GIVEN EXERCISE
Set down exactly the lines running from the line with "point: the leafy" to the end of the listing below, both ends included.

[Point annotation dataset records]
----------

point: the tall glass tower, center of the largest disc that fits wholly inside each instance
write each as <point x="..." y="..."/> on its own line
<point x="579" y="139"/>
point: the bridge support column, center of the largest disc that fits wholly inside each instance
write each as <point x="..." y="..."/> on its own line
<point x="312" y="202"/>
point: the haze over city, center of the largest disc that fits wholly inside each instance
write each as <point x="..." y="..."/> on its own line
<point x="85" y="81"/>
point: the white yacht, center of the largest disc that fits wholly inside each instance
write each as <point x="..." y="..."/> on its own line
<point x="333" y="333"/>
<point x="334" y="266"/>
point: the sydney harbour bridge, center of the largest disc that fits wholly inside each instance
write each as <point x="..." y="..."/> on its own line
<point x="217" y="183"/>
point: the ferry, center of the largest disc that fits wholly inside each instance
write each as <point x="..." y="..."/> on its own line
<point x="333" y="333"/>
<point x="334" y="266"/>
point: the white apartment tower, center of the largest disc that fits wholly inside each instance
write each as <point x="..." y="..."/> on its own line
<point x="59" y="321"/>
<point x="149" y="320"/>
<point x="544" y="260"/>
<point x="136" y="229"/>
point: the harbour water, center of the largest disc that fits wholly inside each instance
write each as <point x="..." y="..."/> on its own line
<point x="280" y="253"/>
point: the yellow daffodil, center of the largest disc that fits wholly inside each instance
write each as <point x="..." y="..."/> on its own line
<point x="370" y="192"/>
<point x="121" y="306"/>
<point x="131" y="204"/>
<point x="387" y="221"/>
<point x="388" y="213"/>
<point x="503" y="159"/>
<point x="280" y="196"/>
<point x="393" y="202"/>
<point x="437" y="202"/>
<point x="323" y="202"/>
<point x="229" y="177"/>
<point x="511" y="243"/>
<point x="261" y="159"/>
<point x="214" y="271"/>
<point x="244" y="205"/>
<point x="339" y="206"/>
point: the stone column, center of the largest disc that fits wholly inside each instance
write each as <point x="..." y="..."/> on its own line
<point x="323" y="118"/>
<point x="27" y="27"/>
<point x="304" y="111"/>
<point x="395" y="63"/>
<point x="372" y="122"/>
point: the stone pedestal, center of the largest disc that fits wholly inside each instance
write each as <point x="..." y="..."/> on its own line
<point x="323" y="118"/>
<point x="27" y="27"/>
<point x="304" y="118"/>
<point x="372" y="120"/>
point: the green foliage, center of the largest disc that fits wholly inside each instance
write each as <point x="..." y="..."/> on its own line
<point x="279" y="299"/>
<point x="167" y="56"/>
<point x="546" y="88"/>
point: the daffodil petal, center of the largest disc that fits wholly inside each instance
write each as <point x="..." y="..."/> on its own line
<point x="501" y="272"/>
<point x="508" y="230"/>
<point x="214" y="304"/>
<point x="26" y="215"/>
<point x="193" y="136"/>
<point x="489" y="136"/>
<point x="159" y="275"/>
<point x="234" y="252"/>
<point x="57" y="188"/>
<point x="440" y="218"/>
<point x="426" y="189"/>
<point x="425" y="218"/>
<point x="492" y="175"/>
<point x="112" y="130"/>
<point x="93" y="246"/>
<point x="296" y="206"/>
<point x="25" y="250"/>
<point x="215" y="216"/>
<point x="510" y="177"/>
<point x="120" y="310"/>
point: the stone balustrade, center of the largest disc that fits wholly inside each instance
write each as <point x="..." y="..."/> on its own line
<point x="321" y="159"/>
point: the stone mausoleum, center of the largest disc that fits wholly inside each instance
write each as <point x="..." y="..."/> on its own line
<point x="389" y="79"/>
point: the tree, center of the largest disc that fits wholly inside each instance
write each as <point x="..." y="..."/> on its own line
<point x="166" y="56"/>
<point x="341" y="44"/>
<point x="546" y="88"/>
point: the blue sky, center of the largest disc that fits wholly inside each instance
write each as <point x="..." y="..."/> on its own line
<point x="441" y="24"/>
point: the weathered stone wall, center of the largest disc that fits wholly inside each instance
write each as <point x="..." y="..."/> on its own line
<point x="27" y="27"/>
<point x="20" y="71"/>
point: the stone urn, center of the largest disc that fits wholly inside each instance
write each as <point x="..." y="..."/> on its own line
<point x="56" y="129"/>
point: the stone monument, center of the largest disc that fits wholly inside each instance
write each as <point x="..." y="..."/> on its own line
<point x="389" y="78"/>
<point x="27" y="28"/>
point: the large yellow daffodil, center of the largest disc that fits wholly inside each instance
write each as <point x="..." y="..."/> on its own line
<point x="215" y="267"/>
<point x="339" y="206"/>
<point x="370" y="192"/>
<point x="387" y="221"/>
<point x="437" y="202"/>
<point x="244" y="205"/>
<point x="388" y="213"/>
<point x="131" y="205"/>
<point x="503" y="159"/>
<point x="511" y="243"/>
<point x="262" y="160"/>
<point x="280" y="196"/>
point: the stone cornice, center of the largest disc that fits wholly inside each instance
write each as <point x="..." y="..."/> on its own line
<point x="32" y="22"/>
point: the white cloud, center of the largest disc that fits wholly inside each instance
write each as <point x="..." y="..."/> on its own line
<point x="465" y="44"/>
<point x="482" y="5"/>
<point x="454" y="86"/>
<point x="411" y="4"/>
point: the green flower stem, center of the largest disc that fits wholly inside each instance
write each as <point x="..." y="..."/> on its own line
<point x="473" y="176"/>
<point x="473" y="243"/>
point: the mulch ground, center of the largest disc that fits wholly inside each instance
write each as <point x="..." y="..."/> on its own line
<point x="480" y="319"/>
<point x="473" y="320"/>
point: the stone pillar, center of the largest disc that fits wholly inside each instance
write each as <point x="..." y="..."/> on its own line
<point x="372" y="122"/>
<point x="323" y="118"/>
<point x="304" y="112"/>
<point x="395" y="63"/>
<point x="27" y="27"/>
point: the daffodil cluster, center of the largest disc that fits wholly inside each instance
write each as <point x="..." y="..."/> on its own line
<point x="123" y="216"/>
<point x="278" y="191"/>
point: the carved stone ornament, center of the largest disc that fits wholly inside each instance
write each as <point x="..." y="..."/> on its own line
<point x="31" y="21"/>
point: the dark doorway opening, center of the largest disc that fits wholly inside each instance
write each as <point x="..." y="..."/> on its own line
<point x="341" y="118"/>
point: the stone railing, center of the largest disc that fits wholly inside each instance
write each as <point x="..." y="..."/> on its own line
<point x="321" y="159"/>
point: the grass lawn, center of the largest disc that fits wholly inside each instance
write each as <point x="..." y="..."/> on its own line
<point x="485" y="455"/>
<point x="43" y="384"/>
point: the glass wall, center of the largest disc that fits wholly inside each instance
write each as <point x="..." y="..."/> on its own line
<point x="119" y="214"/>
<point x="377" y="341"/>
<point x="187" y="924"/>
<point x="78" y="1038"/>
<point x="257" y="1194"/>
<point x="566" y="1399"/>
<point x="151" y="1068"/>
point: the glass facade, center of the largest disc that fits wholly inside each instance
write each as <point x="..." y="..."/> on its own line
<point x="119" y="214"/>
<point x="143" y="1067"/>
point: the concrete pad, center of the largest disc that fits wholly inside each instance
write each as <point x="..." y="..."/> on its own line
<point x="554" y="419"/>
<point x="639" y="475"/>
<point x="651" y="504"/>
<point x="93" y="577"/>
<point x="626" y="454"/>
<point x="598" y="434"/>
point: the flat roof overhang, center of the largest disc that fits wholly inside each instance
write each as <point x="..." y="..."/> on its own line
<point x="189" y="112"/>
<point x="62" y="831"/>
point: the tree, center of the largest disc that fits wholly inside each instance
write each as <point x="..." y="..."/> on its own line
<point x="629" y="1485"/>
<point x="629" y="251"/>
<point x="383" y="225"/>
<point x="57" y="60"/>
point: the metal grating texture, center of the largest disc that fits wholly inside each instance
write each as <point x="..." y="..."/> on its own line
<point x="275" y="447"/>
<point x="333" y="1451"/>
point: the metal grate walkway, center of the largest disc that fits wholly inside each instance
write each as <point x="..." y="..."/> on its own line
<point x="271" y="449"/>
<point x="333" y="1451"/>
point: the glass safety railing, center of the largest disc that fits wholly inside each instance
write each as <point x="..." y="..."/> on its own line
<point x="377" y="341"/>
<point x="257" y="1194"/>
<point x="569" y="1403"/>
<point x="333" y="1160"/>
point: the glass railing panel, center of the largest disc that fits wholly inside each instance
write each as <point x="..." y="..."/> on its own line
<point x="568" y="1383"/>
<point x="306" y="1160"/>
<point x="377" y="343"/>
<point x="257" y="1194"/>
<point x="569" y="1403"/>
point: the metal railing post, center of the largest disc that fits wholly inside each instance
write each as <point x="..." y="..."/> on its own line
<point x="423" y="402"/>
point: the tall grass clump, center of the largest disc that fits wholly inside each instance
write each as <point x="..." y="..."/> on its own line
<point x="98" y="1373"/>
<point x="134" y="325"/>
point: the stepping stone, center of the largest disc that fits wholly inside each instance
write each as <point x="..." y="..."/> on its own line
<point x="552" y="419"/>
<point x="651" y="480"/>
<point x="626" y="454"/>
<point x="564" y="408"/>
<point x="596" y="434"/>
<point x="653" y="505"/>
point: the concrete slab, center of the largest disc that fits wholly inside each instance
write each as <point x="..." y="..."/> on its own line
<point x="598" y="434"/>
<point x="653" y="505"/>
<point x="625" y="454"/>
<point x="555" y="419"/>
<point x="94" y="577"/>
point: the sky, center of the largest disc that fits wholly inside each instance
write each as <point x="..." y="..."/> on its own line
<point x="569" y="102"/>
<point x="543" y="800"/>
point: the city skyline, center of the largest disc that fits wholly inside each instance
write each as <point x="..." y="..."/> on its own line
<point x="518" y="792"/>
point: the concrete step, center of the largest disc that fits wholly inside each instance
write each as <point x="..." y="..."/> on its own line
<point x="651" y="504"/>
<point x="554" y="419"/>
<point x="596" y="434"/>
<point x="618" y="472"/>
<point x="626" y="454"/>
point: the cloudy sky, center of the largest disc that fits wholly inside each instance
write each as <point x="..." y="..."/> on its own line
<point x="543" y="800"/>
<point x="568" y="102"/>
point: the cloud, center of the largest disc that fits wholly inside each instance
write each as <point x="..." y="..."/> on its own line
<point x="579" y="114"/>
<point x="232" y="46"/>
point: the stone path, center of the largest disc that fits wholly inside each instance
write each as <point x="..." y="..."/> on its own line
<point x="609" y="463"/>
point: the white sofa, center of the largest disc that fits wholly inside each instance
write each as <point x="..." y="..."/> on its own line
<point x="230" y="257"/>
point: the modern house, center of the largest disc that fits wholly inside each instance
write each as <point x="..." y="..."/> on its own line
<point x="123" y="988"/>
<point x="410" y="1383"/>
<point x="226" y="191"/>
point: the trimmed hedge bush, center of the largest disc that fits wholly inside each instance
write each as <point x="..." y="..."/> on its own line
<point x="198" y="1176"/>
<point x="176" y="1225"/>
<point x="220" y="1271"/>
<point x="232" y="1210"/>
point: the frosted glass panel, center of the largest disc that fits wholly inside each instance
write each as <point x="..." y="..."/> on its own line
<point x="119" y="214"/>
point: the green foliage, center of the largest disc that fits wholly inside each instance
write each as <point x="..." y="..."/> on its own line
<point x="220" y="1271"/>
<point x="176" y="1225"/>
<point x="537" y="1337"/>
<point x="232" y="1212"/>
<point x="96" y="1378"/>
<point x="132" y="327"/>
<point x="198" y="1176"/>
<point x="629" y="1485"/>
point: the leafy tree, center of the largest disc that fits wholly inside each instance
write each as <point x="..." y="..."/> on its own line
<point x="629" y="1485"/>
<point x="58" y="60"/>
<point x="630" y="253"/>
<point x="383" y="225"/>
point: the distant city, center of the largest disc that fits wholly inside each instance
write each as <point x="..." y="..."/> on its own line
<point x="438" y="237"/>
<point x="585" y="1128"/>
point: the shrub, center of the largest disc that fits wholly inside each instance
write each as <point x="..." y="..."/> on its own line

----------

EXERCISE RESULT
point: the leafy tree, center of the largest disc that fits wholly inside each instance
write each as <point x="..." y="..."/> on its own line
<point x="629" y="1485"/>
<point x="58" y="60"/>
<point x="630" y="253"/>
<point x="383" y="225"/>
point: the distant city, center of the largest disc that fits wholly inside each instance
write each as <point x="..." y="..."/> on its own line
<point x="438" y="237"/>
<point x="585" y="1128"/>
point: the shrub, center of the largest disc that fits wholly inside each instance
write each as <point x="..." y="..."/> on its own line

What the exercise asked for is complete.